TASK DESCRIPTION>
Rewrite every line from the start down to and including the line containing "140], [139, 136]]", requests included, and offset each x and y vertex coordinate in the answers by adding 40.

SOURCE DATA>
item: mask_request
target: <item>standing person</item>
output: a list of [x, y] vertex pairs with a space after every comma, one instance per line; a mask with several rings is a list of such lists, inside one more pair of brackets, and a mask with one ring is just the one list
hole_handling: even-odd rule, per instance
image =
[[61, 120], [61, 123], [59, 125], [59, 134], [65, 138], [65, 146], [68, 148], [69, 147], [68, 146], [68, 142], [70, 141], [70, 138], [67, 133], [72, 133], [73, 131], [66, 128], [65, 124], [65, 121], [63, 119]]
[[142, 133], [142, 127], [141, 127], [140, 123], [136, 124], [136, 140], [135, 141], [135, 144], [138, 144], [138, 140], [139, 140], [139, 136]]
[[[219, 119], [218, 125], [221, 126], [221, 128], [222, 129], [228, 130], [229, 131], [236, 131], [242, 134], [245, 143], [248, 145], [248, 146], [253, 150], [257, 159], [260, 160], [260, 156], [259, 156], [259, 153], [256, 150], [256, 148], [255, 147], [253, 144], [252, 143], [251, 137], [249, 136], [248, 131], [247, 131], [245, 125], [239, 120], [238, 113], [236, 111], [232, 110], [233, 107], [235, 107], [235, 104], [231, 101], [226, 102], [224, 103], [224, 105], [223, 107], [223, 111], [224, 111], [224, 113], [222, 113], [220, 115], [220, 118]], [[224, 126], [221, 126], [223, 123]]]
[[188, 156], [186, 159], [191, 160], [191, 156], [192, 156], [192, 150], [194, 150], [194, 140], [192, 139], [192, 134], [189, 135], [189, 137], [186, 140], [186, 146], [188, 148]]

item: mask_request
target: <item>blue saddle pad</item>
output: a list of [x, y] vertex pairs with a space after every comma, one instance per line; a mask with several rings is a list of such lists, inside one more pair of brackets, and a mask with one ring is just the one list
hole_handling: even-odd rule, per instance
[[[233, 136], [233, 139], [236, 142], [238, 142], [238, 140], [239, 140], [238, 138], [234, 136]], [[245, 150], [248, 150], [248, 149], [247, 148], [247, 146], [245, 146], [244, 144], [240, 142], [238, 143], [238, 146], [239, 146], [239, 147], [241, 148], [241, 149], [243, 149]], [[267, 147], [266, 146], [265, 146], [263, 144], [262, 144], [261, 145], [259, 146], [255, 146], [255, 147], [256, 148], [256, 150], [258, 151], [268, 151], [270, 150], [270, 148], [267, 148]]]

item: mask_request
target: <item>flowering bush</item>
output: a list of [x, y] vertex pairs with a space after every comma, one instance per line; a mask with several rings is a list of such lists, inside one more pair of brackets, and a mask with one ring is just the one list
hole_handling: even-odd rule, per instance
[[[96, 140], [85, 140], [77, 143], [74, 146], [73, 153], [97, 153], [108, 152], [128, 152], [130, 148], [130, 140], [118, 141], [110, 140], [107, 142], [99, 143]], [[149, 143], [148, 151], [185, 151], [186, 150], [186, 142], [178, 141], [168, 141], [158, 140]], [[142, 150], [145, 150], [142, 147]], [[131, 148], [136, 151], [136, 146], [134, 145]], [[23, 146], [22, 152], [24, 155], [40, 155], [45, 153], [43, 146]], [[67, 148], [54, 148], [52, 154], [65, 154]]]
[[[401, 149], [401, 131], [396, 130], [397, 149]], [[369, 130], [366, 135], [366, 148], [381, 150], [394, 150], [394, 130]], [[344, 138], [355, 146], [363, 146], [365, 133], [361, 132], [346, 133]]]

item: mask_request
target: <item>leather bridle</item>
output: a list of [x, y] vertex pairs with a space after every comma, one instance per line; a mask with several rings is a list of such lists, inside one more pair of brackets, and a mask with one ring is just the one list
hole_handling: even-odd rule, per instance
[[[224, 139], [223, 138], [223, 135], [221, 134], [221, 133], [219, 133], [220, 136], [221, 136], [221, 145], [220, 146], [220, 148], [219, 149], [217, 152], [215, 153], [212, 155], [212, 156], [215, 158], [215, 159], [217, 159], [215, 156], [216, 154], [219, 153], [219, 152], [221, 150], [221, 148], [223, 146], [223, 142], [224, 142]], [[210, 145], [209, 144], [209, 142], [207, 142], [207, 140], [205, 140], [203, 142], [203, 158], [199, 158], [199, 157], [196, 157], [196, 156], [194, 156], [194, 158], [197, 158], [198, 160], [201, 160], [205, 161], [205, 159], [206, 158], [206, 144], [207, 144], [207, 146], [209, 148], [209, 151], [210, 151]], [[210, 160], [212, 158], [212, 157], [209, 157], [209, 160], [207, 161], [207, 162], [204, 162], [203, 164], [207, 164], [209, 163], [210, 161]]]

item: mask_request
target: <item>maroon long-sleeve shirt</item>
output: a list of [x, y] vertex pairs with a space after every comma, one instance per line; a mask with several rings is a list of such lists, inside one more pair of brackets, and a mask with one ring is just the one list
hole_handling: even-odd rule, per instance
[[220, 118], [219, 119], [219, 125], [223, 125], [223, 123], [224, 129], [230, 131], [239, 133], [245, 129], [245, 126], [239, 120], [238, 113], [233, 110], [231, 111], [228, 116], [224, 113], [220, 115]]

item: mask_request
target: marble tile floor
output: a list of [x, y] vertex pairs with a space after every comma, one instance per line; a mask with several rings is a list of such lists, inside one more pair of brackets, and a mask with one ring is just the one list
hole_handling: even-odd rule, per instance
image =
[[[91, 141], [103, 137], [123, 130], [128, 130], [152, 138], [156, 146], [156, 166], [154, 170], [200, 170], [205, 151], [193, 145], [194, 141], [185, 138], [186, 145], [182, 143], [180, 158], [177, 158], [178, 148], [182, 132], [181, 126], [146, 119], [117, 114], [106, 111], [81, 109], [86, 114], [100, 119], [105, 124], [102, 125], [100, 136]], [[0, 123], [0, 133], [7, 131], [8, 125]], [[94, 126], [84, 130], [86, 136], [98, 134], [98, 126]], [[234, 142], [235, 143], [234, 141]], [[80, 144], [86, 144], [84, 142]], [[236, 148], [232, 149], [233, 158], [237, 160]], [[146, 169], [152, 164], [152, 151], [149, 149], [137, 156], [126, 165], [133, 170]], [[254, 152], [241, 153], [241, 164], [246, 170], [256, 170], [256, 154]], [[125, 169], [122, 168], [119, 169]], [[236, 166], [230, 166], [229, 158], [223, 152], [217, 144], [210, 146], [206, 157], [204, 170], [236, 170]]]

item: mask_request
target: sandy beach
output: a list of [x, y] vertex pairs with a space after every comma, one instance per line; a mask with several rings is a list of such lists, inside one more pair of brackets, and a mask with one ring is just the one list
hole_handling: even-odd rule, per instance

RESULT OF THIS TASK>
item: mask_request
target: <item>standing person</item>
output: a list of [x, y] vertex pairs with a space after every comma, one instance per line; a mask with several rings is a list of such lists, inside one more pair of brackets, and a mask with one ring is just the one list
hole_handling: even-odd rule, per instance
image =
[[101, 160], [101, 163], [99, 165], [99, 174], [105, 178], [105, 186], [108, 188], [109, 187], [108, 186], [108, 182], [110, 181], [110, 178], [107, 173], [112, 173], [113, 171], [106, 168], [105, 164], [105, 161], [103, 159]]
[[182, 173], [182, 167], [181, 167], [180, 163], [176, 164], [176, 180], [175, 181], [175, 184], [178, 184], [178, 180], [179, 180], [179, 176]]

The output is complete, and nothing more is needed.